## WORK TO BE COMPLETED:
For each entry below, output it exactly as it stands.

## MATERIAL SUPPLIED:
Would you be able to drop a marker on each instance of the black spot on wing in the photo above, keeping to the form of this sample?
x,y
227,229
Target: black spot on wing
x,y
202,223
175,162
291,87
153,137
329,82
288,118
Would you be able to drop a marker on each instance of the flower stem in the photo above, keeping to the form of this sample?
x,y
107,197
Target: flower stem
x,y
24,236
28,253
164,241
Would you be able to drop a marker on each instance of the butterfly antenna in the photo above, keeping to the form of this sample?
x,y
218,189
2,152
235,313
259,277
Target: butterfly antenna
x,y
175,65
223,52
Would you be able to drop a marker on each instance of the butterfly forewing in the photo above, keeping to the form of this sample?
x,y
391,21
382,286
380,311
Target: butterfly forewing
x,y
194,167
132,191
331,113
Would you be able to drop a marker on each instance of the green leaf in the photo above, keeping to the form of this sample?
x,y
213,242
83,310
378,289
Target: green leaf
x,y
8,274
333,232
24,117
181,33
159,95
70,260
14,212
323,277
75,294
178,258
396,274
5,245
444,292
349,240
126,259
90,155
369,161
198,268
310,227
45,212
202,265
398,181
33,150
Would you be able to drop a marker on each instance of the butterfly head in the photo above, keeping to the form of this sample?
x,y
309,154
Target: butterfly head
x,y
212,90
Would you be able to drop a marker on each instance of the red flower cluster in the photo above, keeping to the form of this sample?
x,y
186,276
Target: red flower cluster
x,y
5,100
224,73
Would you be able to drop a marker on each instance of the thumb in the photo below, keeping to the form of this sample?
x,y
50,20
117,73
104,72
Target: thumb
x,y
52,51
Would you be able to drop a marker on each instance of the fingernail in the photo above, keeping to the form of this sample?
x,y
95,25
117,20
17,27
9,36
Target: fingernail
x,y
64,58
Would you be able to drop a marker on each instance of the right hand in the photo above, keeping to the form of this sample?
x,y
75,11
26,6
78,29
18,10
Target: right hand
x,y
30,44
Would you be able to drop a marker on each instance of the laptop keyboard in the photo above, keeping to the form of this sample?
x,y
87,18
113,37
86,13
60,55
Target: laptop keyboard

## ANSWER:
Would you be able to drop a marker on each instance of the black spot on wing in the photo above, keeping to the form of this sample?
x,y
227,229
Target: black spot on wing
x,y
202,223
175,162
291,87
153,137
329,82
288,118
Would you be able to drop a marker on each instance of the flower stem in the photo above, keeping to the form of this sample?
x,y
107,197
Target: flower stem
x,y
24,236
28,253
164,241
Would you be able to drop a marker on each instance of the butterfly antenna in the photo above, keeping to the form of this sample?
x,y
218,189
2,152
235,313
259,277
Target: butterfly antenna
x,y
175,65
223,52
Would you be able to drop a marker on each instance of the butterfly forewing in the photo above, keeping to the form of this sample?
x,y
391,21
382,286
380,311
Target: butterfly forewing
x,y
194,167
132,191
331,113
Would you be able to drop a marker on each instance of the green leaf in the photo above, keeping to the form of this sample?
x,y
213,242
83,310
378,289
Target: green leaf
x,y
8,274
333,232
24,117
181,33
159,95
70,260
14,212
323,277
75,294
178,258
396,274
5,245
444,292
349,240
126,259
90,155
369,161
198,268
310,227
45,212
202,265
398,181
33,150
Would you be able to drop a marker on each instance of the butterfly head in the photo above, keeping to the form of this sample?
x,y
309,154
Target: butterfly head
x,y
212,90
Would you be able to drop a marker on each instance of the red flower cluster in the photo above, keeping to the form of this sample?
x,y
186,276
Target: red flower cluster
x,y
5,100
224,73
Would you be able to drop a marker on each instance of the thumb in the photo below, keeping to the form of this sample?
x,y
50,20
117,73
104,72
Target: thumb
x,y
52,51
Would you be able to drop a marker on each instance of the fingernail in the photo above, keeping to the form of this sample?
x,y
95,25
117,20
17,27
9,36
Target: fingernail
x,y
64,58
Would you be able to drop a marker on each instance of the right hand in the photo above, keeping to the form of this sample?
x,y
75,11
26,6
78,29
18,10
Target: right hand
x,y
30,44
Would you be able to drop a marker on each instance of the laptop keyboard in the photo above, keeping to the form of this sample?
x,y
87,18
113,37
86,13
60,55
Target: laptop keyboard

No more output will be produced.